Named-object pointing records:

╔══

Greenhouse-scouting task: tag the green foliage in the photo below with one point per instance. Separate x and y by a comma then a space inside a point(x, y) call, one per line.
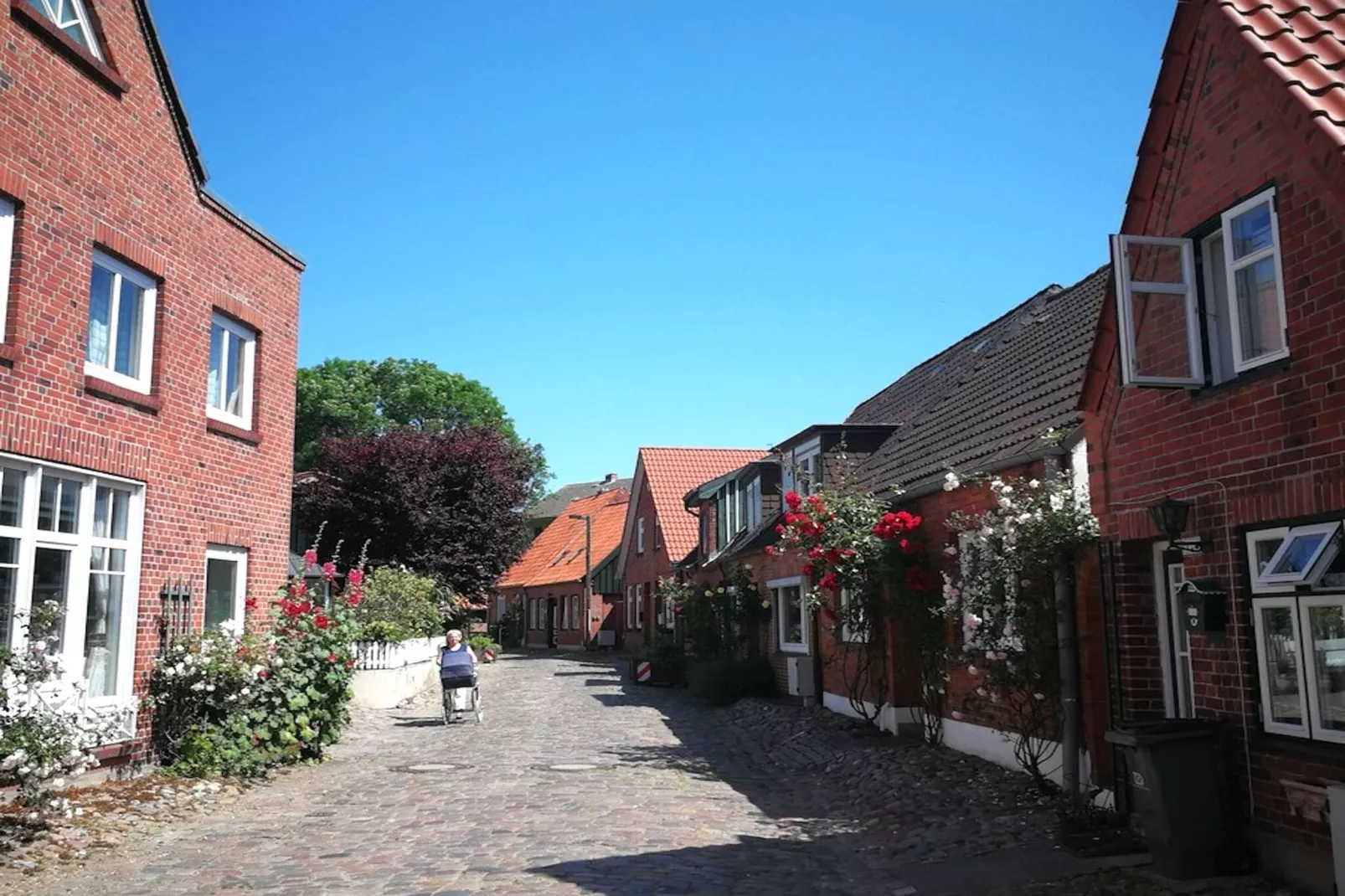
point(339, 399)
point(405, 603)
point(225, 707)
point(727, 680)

╚══
╔══

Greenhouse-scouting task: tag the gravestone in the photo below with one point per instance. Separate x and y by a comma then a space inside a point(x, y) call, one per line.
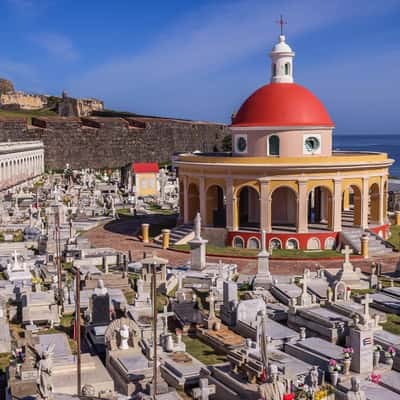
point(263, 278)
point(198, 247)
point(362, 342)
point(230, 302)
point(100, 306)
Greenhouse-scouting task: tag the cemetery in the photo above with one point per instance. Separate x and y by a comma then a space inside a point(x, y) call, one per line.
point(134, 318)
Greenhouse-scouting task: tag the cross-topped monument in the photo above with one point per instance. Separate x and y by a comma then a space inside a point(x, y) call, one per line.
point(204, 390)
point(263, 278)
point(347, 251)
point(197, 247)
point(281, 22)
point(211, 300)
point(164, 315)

╚══

● GIVEN PROBLEM
Rewrite the part of the records that opens with the line containing "Greenhouse-scouting task: tag the cross-topped" and closes with the line containing "point(164, 315)", keeping the request line, and multiply every coordinate in the answers by 1.2, rounding to whole numbers with halves going up. Reproduce only those lines.

● ANSWER TO THE TASK
Greenhouse-scouting task: tag the cross-topped monument in the photo above with one point per instance. Separate x and y by a comma then a space inside a point(x, y) call, one per line.
point(245, 468)
point(316, 334)
point(416, 301)
point(236, 296)
point(337, 26)
point(253, 360)
point(197, 378)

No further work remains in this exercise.